* What the exercise asks
Express all the rows below as a two-column CSV with the headers "text" and "answer", one line per row. Put the row's wording and its answer each in one quoted field, turn any line breaks into spaces, and leave out the pictures.

• • • • •

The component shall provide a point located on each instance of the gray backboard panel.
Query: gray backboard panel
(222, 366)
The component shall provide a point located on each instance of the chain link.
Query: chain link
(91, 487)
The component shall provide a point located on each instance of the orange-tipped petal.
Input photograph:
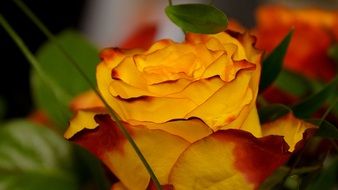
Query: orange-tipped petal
(291, 128)
(160, 149)
(86, 100)
(230, 159)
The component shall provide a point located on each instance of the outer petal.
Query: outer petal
(160, 149)
(288, 126)
(83, 119)
(231, 159)
(85, 101)
(190, 130)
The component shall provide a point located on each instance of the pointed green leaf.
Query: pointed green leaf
(33, 157)
(311, 104)
(57, 66)
(273, 64)
(197, 18)
(272, 112)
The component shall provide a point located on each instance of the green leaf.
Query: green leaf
(34, 158)
(311, 104)
(333, 52)
(197, 18)
(274, 179)
(327, 178)
(272, 112)
(293, 83)
(58, 67)
(326, 129)
(273, 64)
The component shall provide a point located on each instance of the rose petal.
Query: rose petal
(118, 186)
(83, 119)
(289, 127)
(225, 105)
(231, 159)
(86, 100)
(190, 130)
(160, 149)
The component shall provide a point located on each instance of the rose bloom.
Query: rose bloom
(314, 31)
(190, 107)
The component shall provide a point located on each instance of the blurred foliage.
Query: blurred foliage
(273, 63)
(197, 18)
(59, 68)
(34, 158)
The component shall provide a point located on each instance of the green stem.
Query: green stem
(58, 92)
(112, 113)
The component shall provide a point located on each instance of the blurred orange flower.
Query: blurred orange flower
(315, 31)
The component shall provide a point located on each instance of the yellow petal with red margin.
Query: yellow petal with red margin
(86, 100)
(230, 159)
(288, 126)
(83, 119)
(190, 130)
(160, 149)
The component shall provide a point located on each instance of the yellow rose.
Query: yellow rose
(213, 78)
(183, 104)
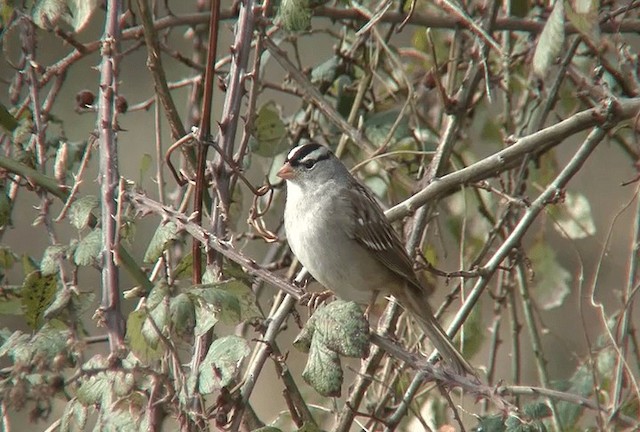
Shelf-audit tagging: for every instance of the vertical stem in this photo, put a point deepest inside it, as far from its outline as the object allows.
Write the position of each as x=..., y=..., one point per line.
x=627, y=308
x=109, y=175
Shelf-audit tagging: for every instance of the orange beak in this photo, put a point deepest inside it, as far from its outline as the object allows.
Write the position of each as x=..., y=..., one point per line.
x=286, y=172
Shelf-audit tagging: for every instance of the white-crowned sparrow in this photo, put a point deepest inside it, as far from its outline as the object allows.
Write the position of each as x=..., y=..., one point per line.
x=340, y=234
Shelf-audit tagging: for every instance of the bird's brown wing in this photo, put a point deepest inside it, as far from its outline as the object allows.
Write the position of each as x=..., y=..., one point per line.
x=373, y=231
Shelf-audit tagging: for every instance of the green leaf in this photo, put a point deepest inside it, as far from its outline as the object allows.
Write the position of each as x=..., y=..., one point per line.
x=323, y=370
x=270, y=131
x=584, y=17
x=7, y=120
x=6, y=206
x=537, y=410
x=214, y=300
x=94, y=389
x=222, y=363
x=7, y=258
x=81, y=210
x=294, y=15
x=137, y=342
x=88, y=249
x=157, y=307
x=246, y=299
x=49, y=264
x=37, y=293
x=573, y=217
x=28, y=265
x=81, y=12
x=74, y=414
x=60, y=303
x=49, y=342
x=165, y=233
x=342, y=328
x=551, y=40
x=10, y=306
x=145, y=165
x=325, y=72
x=552, y=282
x=206, y=317
x=182, y=315
x=17, y=347
x=48, y=14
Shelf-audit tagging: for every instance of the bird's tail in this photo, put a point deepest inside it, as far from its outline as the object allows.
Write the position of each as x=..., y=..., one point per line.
x=417, y=304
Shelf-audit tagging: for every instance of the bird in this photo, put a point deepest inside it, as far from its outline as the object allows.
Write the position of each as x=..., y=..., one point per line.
x=339, y=233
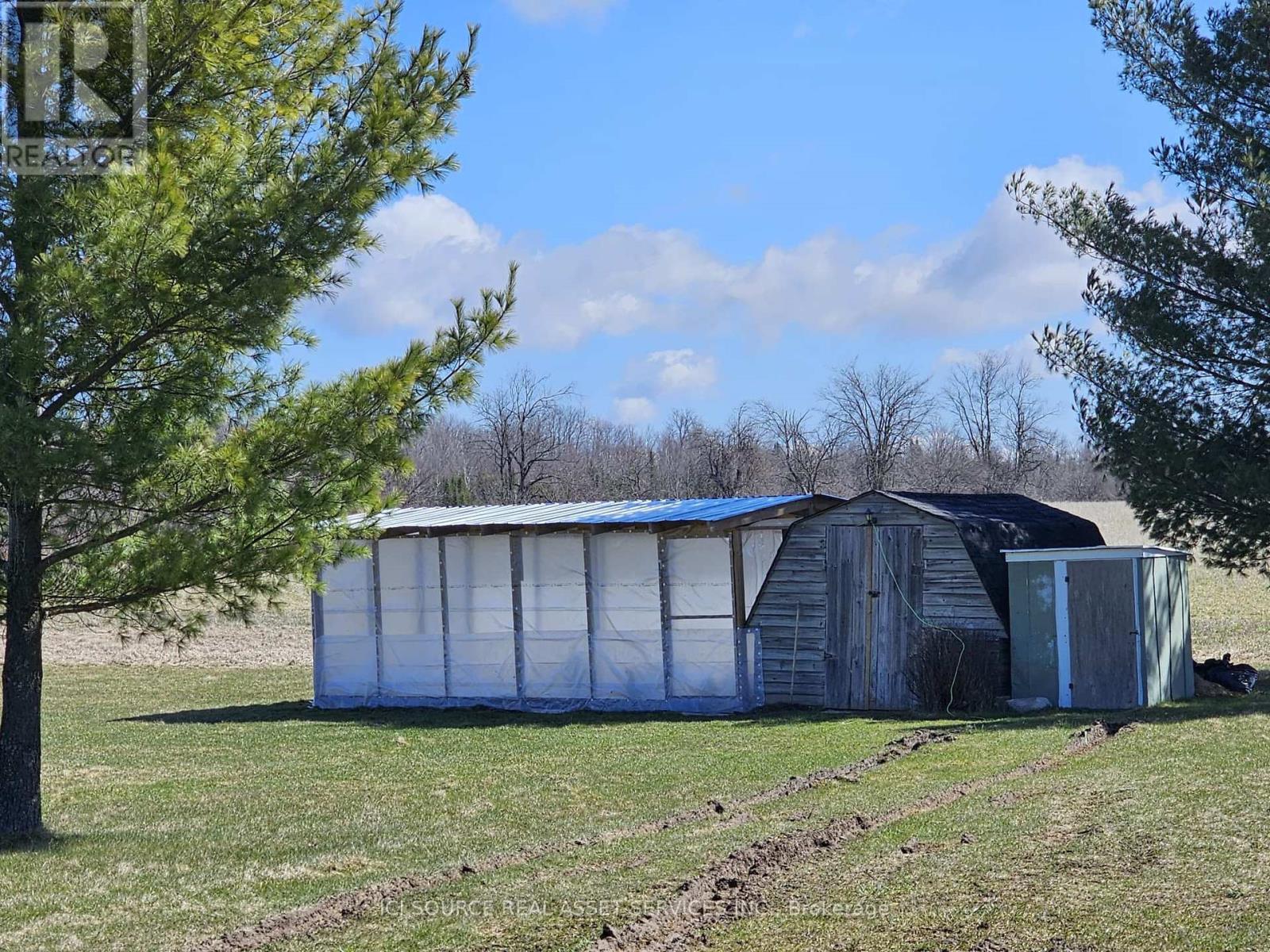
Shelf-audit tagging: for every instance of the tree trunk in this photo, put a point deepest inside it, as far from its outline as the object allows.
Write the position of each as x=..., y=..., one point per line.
x=23, y=677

• • • • •

* The completed task
text,answer
"The component shall provide a point located on each instance of the gray backboard panel. Query: gray backboard panel","(222, 366)"
"The component shall provide a point located on each instance of the chain link. Query: chain link","(91, 487)"
"The component shall provide a point located on each instance of the orange-tipped petal. Input photograph: Query: orange-tipped petal","(291, 128) (160, 149) (86, 100) (230, 159)"
"The component shall provide a point located on each instance of the outer petal. Query: outer petal","(160, 149) (288, 126) (83, 119) (231, 159) (85, 101) (190, 130)"
"The component shall provide a point located on each instance of the pointed green leaf. Query: pointed green leaf","(33, 157) (311, 104) (57, 66) (273, 64) (197, 18) (272, 112)"
"The component shall provide a point located on each instance of the green leaf. Query: green leaf","(34, 158) (311, 104) (333, 52) (197, 18) (274, 179) (327, 178) (272, 112) (293, 83) (58, 67) (326, 129) (273, 64)"
"The component shall provide a point located on each instance of the rose petal. Query: rose petal","(118, 186) (83, 119) (289, 127) (225, 105) (231, 159) (86, 100) (190, 130) (160, 149)"
"The component shall provide a point located on each instance of the rose bloom. Query: rose bloom","(314, 31) (190, 107)"
"The component shall provide a point located on each instance of the blurred foliage. Query: blurred foliage","(273, 63) (197, 18) (59, 68) (34, 158)"
"The component shall provide a point located on each instance of the green stem. Query: green stem","(58, 92) (112, 113)"
"The component shall provide a point located on each instance of the blurred orange flower. Query: blurred orange flower","(315, 31)"
"The component shall provide a point located on each instance of the yellow petal with red margin. Query: yellow petal with red margin","(86, 100) (230, 159) (288, 126) (83, 119) (190, 130) (160, 149)"
"The component shall provide a point located on each instance of the yellow rose. Query: yellow rose","(213, 78) (183, 104)"
"Shelf-audit tagging: for every instance of the vertical stem in this photo, put a point deepest inside it, as far from its outline as the object allows. Write the position of each as x=..., y=..., one point per line.","x=627, y=308 x=109, y=175"
"Shelf-audit tagging: for every instance of the orange beak in this photo, put a point deepest inside it, as far from its outline as the object allows. Write the position of each as x=..., y=..., one point per line.","x=286, y=172"
"Shelf-audit tagging: for every instance of the white-crowned sparrow in this photo, put a point deepest inside it, as far from its outline as the object allows. Write the position of each as x=..., y=..., one point per line.","x=340, y=234"
"Shelf-audit tagging: for every instance of the bird's brown wing in this photo, put a point deepest inside it, as far from its outline as the object allows. Write the position of each as x=..., y=..., one point per line.","x=373, y=231"
"Shelf-audit tagging: for every instance of the green leaf in this photo, put a point deepest inside it, as far from its outline as the object allows. Write the position of each as x=..., y=..., one point per line.","x=323, y=370 x=270, y=131 x=584, y=17 x=7, y=120 x=6, y=206 x=537, y=410 x=214, y=300 x=94, y=389 x=222, y=363 x=7, y=258 x=81, y=210 x=294, y=15 x=137, y=342 x=88, y=249 x=157, y=307 x=246, y=299 x=49, y=264 x=37, y=293 x=573, y=217 x=28, y=265 x=81, y=12 x=74, y=414 x=60, y=303 x=49, y=342 x=165, y=233 x=342, y=328 x=551, y=40 x=10, y=306 x=145, y=165 x=325, y=72 x=552, y=282 x=206, y=317 x=182, y=315 x=17, y=347 x=48, y=14"
"Shelf-audit tagging: for every instance of the bird's tail in this photo, put a point deepest inside it, as far from its outline as the object allows. Write the position of each as x=..., y=..., one point per line.","x=417, y=304"
"Shelf-audit tagging: for every instance of the bird in this photo, put a point deepest inside it, as far from its outline as the object allows. Write the position of each as x=..., y=..., one point per line.","x=339, y=233"
"Shelf-audit tagging: for every instance of the tree trunk in this photo, put a point deepest inside it, as far from its outline as the object allows. Write the position of each as x=..., y=..., one point per line.","x=23, y=677"